Work order. Word for word, the data below must be repeated in full; no picture is to be included.

** Input material follows **

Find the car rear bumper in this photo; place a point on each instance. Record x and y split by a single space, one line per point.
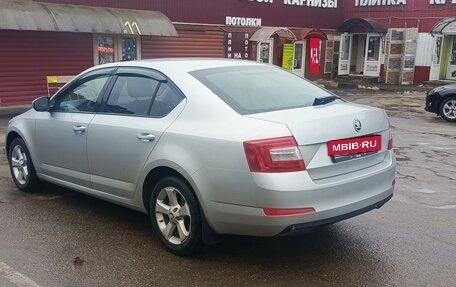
350 195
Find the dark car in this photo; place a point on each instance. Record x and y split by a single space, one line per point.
442 101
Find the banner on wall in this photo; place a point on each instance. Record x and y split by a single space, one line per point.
287 59
315 55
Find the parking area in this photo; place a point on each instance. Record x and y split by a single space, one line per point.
62 238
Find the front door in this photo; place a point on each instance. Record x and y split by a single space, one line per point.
61 134
436 58
298 58
451 69
265 51
372 59
345 51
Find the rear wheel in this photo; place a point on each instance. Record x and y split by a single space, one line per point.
21 166
448 109
175 216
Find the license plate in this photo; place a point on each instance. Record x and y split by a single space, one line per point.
355 145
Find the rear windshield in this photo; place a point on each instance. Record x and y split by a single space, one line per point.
258 89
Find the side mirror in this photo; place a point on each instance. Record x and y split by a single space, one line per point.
41 104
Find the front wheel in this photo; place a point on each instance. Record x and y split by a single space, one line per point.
21 166
175 216
448 109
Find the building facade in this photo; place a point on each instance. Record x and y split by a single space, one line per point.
405 41
395 41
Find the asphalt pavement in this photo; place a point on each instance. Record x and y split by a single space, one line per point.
62 238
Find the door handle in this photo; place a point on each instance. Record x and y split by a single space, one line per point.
79 129
145 137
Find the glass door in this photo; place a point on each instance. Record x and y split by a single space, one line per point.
344 54
451 69
372 60
436 58
264 52
298 58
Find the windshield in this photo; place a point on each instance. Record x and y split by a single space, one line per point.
257 89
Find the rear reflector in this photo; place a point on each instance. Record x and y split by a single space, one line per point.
288 211
274 155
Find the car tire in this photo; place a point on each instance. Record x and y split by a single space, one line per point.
175 216
448 109
21 167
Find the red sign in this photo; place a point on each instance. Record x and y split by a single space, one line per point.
355 145
315 55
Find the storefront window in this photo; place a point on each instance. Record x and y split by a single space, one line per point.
129 50
105 49
373 49
453 52
438 50
109 49
344 54
264 52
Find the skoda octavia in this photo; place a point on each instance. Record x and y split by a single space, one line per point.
207 147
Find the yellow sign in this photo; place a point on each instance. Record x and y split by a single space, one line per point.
52 79
287 59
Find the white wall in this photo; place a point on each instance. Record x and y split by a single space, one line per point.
424 50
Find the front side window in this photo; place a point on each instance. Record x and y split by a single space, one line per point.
257 89
105 49
131 95
83 97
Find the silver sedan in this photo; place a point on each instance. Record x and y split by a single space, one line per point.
207 147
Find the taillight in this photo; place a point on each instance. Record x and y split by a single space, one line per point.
390 142
274 155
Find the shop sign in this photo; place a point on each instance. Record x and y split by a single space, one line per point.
308 3
315 55
432 2
287 59
237 45
312 3
380 2
242 21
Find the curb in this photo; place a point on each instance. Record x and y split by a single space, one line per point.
385 87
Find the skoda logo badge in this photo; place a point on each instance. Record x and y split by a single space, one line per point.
357 125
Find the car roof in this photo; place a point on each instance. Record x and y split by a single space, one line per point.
181 64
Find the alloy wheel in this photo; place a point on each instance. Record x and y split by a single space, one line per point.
173 215
449 109
19 164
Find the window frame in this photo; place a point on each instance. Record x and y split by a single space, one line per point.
142 72
79 81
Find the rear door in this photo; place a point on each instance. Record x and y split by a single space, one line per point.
138 109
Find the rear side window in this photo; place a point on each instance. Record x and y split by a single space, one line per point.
131 95
165 101
257 89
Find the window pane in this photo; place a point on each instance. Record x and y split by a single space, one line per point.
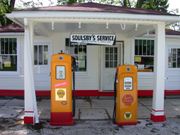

** End of Input material **

Answer to this problem.
Find the car rear bumper in this photo; place a point on each instance. Record x and y split by a single space, one line per point.
350 195
Find the dark car in this photo; place a point on each instance. Record x and y split by a single space, one line per point.
442 101
Find the banner on wall in this photo; place a point on each instance. Record x and y split by a single space, one line per point.
287 59
315 55
Find the parking area in this photo; place a point on each instance. Record x and y split by a single space, one line per point.
62 238
Find the front door in this photo; place a point on each instance. Record x and y split by a single space, one line per point.
61 134
436 58
298 58
451 69
265 51
372 59
345 51
Find the rear wheel in this photo; place a point on each instance. Record x and y split by a single space, one line per point.
21 166
448 109
175 216
Find the license plate in this photo; place a point on each instance. Record x and y split by a single space, one line per point.
355 145
Find the rear windshield in this photo; place a point on each instance. Record x and y split by a single space, one line per point.
258 89
Find the side mirror in this photo; place a point on each instance. Record x and y split by a single space, one line per point.
41 104
Find the front wheel in this photo; place a point on each instance. Record x and y split by a single space, one line per point.
21 166
175 216
448 109
Find the building facade in this photo; place a point on each instance. Record x and y split by a single space, one line per point.
405 41
395 41
Find the asphalt pavement in this photo; place a point on each instance. Record x and y split by a single space, one line per point.
62 238
Find the door handle in this photo; place a point on each instance. Record x and y split by a single space, one line per point.
79 129
145 137
Find the glass door in this photo; place a point on each instance. Record x and y split by a single space, one line per point.
344 54
451 69
372 60
436 58
264 52
298 58
Find the windshield in this photo; place a point on each instance. Record x and y split by a single space, one line per point.
257 89
Find the rear reflector in this photo; place a point on each instance. Record x and y split by a single space, one line per point.
288 211
274 155
Find the car tire in this photo; place a point on each instance. Record x and y split by a single space, one line per point.
175 216
448 109
21 167
Find the red sign in this photo; place a point on each instance. Record x and y split by a single space, one line per point.
355 145
315 55
Find the storefront window in this photo; place a point on each instance. Record x and y split by a single space, one line per point.
129 50
105 49
373 49
453 52
438 50
109 49
344 54
264 52
Find the skoda octavia in this photo; place a point on each instance. Record x and y split by a single space, one line per point.
207 147
Find the yellow sign in this photo; place a point on each instance. Record x and y split by a single space, one line per point.
52 79
287 59
Find the white wall in this photo; place a point on each instance. Record x and y split by a single space, one line per point.
424 50
Find the front side window in this photo; place a point on each instance. Record x and y split by a single space, one line per point.
257 89
105 49
131 95
83 97
Find the silver sedan in this photo; place a point on each instance. Record x and y split by a single space, one line per point.
207 147
Find the taillight in this photo; place a point on each instance. Record x and y split by a single space, one line per point.
390 142
274 155
Find the shop sign in this photo; place a point on each instance. Record x and y split by a single space, one line per point.
308 3
315 55
432 2
287 59
237 45
312 3
380 2
242 21
Find the curb in this photo; place a point on each instance. Record x and y split by a single space, one line per point.
385 87
Find the skoda logo badge in this photo; place a point on each instance. Record x and y split by a single space, one line per point.
357 125
Find the car roof in this photo; place a point on each instance. Record x and y split by a single space, one line per point.
181 64
Find the alloy wheel in this photo; place a point on each instance. Record x and y split by a single space, one line per point.
173 215
449 109
19 164
Find the window frame in this photo; place a point on each instance. Record x and y split by a single space, one line per point.
142 72
79 81
Find the rear door in this photo; place a point on each instance. Record x and y split by a single space, one line per point.
138 109
Find the rear side window in this photo; place a point on each instance. Record x and y split by a single space, one line per point.
131 95
165 101
257 89
Find the window pane in this photo; place a point on each instance. Record x and y split by a single space, one line per point.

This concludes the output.